Dataset items
========

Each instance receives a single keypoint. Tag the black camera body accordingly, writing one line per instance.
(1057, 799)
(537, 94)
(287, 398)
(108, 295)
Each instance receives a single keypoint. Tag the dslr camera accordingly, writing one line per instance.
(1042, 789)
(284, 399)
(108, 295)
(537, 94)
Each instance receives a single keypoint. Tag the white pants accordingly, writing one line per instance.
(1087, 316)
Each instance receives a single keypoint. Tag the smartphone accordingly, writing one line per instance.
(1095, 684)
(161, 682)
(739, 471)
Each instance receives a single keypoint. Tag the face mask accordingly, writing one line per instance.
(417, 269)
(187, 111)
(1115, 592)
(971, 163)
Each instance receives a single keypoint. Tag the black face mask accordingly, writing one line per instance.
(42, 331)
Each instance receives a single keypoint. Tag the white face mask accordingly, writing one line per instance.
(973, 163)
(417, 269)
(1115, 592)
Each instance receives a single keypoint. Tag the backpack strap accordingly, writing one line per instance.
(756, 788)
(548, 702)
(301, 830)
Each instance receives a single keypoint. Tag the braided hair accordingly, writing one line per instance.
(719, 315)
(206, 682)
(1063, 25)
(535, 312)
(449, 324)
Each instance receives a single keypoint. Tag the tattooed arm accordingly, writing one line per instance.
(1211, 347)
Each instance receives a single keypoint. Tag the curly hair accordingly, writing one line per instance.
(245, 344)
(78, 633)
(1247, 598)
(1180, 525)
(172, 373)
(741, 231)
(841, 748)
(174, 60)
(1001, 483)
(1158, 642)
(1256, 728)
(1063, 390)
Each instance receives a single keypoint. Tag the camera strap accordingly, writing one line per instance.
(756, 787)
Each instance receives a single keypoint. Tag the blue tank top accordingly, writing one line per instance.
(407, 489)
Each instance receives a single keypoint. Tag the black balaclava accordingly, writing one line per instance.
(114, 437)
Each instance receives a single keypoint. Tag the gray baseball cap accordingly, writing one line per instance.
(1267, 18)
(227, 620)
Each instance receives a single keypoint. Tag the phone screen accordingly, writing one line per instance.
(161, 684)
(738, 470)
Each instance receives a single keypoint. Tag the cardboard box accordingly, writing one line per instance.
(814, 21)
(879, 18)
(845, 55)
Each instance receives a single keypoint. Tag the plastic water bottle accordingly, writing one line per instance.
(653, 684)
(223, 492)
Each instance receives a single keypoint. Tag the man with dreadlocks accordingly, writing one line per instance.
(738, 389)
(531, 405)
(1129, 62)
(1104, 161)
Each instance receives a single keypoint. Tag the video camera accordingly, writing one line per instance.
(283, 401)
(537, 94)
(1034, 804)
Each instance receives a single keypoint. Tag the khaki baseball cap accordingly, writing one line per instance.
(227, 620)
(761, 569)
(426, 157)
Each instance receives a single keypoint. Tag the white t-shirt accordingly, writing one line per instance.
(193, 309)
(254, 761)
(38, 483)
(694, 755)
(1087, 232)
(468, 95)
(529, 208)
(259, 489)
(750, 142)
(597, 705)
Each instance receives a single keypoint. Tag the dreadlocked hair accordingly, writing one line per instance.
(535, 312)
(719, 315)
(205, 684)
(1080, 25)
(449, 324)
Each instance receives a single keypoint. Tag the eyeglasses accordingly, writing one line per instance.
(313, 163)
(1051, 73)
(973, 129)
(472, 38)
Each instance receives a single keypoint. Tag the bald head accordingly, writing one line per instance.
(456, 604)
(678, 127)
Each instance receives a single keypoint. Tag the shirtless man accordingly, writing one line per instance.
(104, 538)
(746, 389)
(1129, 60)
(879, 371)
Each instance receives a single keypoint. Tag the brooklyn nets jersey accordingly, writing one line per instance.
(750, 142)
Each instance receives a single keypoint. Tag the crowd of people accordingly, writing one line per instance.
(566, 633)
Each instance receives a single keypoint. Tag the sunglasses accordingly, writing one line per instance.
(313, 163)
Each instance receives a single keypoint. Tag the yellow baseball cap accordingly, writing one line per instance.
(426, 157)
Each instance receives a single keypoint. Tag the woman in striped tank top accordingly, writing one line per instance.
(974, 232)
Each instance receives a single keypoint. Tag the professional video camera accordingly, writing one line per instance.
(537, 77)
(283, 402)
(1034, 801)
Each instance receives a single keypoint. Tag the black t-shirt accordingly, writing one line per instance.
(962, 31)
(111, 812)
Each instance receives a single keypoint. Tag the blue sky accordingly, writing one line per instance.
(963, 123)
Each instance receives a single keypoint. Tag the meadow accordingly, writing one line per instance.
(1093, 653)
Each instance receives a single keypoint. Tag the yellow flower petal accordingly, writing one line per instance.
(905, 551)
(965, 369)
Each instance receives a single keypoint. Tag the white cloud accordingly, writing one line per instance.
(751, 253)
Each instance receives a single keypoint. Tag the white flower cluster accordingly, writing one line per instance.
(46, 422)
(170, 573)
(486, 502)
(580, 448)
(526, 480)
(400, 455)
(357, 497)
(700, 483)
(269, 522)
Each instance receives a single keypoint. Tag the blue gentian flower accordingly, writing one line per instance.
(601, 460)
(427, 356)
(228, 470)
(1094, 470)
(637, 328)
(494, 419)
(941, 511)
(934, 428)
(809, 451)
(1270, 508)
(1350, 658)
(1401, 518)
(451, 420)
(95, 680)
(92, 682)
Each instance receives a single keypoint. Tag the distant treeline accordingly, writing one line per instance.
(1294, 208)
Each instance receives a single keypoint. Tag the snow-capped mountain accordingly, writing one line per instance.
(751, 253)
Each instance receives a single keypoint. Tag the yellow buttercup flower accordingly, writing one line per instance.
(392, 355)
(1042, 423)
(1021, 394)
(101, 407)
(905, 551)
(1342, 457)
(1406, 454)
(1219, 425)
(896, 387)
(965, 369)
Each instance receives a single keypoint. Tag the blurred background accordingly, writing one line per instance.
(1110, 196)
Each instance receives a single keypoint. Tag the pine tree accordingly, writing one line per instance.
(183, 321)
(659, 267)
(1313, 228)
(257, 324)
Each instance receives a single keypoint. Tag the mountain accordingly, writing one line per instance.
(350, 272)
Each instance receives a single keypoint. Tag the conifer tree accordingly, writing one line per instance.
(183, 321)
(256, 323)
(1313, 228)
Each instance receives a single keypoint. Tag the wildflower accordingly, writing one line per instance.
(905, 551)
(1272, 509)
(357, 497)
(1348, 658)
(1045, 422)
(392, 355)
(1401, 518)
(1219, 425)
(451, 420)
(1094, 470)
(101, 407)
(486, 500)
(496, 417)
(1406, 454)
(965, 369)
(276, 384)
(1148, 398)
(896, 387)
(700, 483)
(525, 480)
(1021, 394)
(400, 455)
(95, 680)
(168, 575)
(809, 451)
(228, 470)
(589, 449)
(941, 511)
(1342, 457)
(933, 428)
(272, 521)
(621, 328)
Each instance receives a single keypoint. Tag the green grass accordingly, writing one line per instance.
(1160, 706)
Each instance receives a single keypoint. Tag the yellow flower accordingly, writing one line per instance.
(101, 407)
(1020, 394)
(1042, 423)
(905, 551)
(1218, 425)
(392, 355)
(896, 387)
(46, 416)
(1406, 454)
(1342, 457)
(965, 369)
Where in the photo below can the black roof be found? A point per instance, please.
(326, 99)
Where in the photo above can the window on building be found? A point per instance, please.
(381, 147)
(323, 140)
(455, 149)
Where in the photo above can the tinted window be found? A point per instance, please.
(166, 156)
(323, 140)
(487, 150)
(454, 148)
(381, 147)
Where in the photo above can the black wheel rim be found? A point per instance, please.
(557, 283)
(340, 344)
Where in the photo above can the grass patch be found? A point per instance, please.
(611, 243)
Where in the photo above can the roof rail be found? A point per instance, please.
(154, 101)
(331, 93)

========

**TASK TO COMPLETE**
Set down each line of the data precisely as it appears above.

**ANSWER SPACE**
Each instance receives a single keypoint. Tag the black camera body accordingly, writing one line per instance.
(1057, 799)
(537, 94)
(287, 398)
(108, 295)
Each instance receives a single keypoint. Tag the dslr camera accordingly, writing one line per instance.
(1042, 789)
(284, 399)
(108, 295)
(537, 94)
Each instance receives a single keypoint. Tag the white pants accordingly, writing one line per instance.
(1087, 316)
Each instance receives a single keypoint. Tag the smartphone accordingly, writing one line per instance.
(1095, 684)
(161, 682)
(739, 471)
Each instance receives a single keypoint. Tag the face mask accordingly, writing one line per instance.
(417, 269)
(187, 111)
(1115, 592)
(971, 163)
Each instance receives a single keypoint. Tag the black face mask accordingly, writing one line per instance.
(42, 331)
Each instance receives a single keypoint. Tag the white face mask accordingly, writing one line per instance.
(973, 163)
(417, 269)
(1115, 592)
Each instance receives a single keypoint. Tag the backpack strap accordingly, writing one line per instance.
(756, 788)
(548, 702)
(301, 830)
Each instance receives a single keypoint. Tag the braided hair accordingly, writing one line per instance.
(719, 315)
(206, 682)
(1063, 25)
(535, 312)
(449, 324)
Each instance receives a single keypoint. Tag the tattooed arm accordingly, writing one line per instance.
(1211, 347)
Each instance receives a single keypoint. Tag the curly hair accordingly, writing one line per instance.
(245, 344)
(78, 633)
(1247, 598)
(1180, 525)
(172, 373)
(741, 231)
(841, 748)
(174, 60)
(1001, 483)
(1158, 642)
(1256, 728)
(1063, 390)
Each instance receives a single keypoint. Tag the camera strap accordingly, writing one line per instance.
(756, 787)
Each instance receives a single keypoint. Tag the blue tank top accordingly, writing one line per instance.
(407, 489)
Each instance receives a single keypoint. Tag the black balaclava accordingly, writing one line per instance.
(114, 437)
Each instance receives a single keypoint. Tag the gray baseball cap accordingly, writing one line per instance.
(1267, 18)
(227, 620)
Each instance receives a single keypoint. Tag the phone screen accordingly, writing one line per instance.
(161, 684)
(738, 470)
Each instance receives a single keypoint. Tag the cardboard box accordingly, writing one line per instance.
(814, 21)
(879, 18)
(845, 55)
Each instance receives a single keypoint. Tag the plastic water bottle accordingly, writing one line per instance.
(653, 684)
(223, 492)
Each instance receives a single keypoint. Tag the man with dreadlocks accordingly, writing one line per instance.
(738, 389)
(531, 405)
(1129, 62)
(1104, 161)
Each instance receives a single keypoint. Tag the video camera accordingly, writing one line per instance.
(283, 401)
(537, 94)
(1034, 804)
Each instance receives a single keypoint. Tag the khaki baseball cap accordingly, writing one line per instance.
(227, 620)
(761, 569)
(426, 157)
Each instance receives a single keypoint. Tag the white t-shirt accordingly, writing one line per instance.
(193, 309)
(254, 761)
(38, 483)
(694, 755)
(1087, 232)
(468, 95)
(529, 208)
(259, 489)
(750, 142)
(597, 705)
Each instance receives a single keypoint. Tag the dreadlocked hair accordingly, writing one line per instance.
(535, 312)
(719, 315)
(205, 684)
(1080, 25)
(449, 324)
Each instance receives a single keypoint. Tag the eyeglasses accordingly, writing one line per instance.
(313, 163)
(1051, 73)
(973, 129)
(472, 38)
Each instance receives a single keypoint. Tag the bald head accordingly, writing one line per instance.
(456, 604)
(678, 127)
Each instance receives a single keypoint. Tag the shirtless man accordingly, writing one line per instance.
(104, 538)
(746, 389)
(1129, 60)
(879, 371)
Each instance receives a single keypoint. Tag the brooklyn nets jersey accordingly, writing one line per instance.
(750, 142)
Each instance receives a single keypoint. Tag the crowd of people accordingly, writing one line per instance.
(566, 633)
Each instance receives a single keypoint. Tag the sunglasses accordingly, writing one line per instance.
(313, 163)
Each instance receives a single keypoint. Tag the yellow baseball cap accordingly, writing one line per instance.
(426, 157)
Each instance receives a single keypoint. Tag the woman in striped tank top accordingly, writing one line per instance.
(974, 232)
Each instance receives a single keypoint. Tag the professional video camera accordingly, writing one line per instance.
(537, 77)
(283, 402)
(1034, 801)
Each instance receives a single keypoint. Tag the black t-shirt accordingly, writing one line per instance.
(962, 31)
(111, 812)
Each instance receives a single keypoint. Tag the blue sky accordingly, writing one line per instance.
(963, 123)
Each instance receives a single keypoint. Tag the meadow accordingly, writing one line per instance.
(1093, 653)
Each instance receives a single keypoint. Tag the yellow flower petal accordingly, writing one line per instance.
(905, 551)
(965, 369)
Each instance receives a single keypoint. Tag the white cloud accordingly, writing one line per instance.
(751, 253)
Each instance receives a single keypoint. Tag the white flower cluster accordingly, writing one line per instance.
(46, 422)
(170, 573)
(486, 502)
(580, 448)
(526, 480)
(400, 455)
(357, 497)
(700, 483)
(269, 522)
Each instance receives a single keypoint. Tag the blue gentian flower accordingly, writing one line per instance.
(601, 460)
(427, 356)
(228, 470)
(1094, 470)
(637, 328)
(494, 419)
(941, 511)
(934, 428)
(809, 451)
(1270, 508)
(1350, 658)
(1401, 518)
(451, 420)
(95, 680)
(92, 682)
Each instance receives a single keypoint. Tag the distant treeline accordingly, writing one line per instance.
(1294, 208)
Each instance receives a single keypoint. Tag the snow-capped mountain accordingly, writing one line per instance.
(751, 253)
Each instance receives a single keypoint. Tag the yellow buttercup flower accordingly, writing one line per instance.
(392, 355)
(1042, 423)
(1021, 394)
(101, 407)
(905, 551)
(1342, 457)
(1406, 454)
(1219, 425)
(896, 387)
(965, 369)
Each instance receives a single keypoint. Tag the blurred background accordingly, writing one line per instance.
(1110, 196)
Each instance receives a single keypoint. Tag the pine tree accordingly, writing one line per instance.
(183, 321)
(659, 267)
(1313, 228)
(257, 324)
Each instance receives a single keypoint. Tag the mountain accordingly, writing one line per instance.
(350, 272)
Each instance receives a single keypoint. Tag the conifer tree accordingly, writing one line per instance.
(183, 321)
(256, 323)
(1313, 228)
Each instance receives a single keypoint. Tag the wildflower accordingly, writing one line per instance.
(905, 551)
(1272, 509)
(357, 497)
(1348, 658)
(1045, 422)
(392, 355)
(1401, 518)
(1219, 425)
(451, 420)
(1094, 470)
(101, 407)
(486, 500)
(496, 417)
(1406, 454)
(965, 369)
(276, 384)
(1148, 398)
(896, 387)
(700, 483)
(525, 480)
(1021, 394)
(400, 455)
(95, 680)
(168, 575)
(809, 451)
(228, 470)
(589, 449)
(941, 511)
(1342, 457)
(933, 428)
(272, 521)
(621, 328)
Each instance receives a single keypoint. Tag the green grass accordingly, writing one line per instance.
(1160, 706)
Each instance receives a single keypoint. Tag the yellow flower accordingly, writing one line per instance.
(101, 407)
(1020, 394)
(1042, 423)
(905, 551)
(1218, 425)
(392, 355)
(896, 387)
(46, 416)
(1406, 454)
(1342, 457)
(965, 369)
Where in the photo below can the black roof be found? A point per instance, please.
(326, 99)
Where in the photo above can the window on building be found? A point per instance, please.
(381, 147)
(323, 140)
(455, 149)
Where in the photo above can the tinted window be found? A point per instance, please.
(166, 156)
(323, 140)
(487, 150)
(454, 148)
(381, 147)
Where in the photo above can the black wheel rim be found? A point per instance, please.
(557, 283)
(340, 344)
Where in the photo above can the grass patch be found? A point per instance, please.
(611, 243)
Where in the photo above can the roof rail be found? A point per instance, please.
(154, 101)
(331, 93)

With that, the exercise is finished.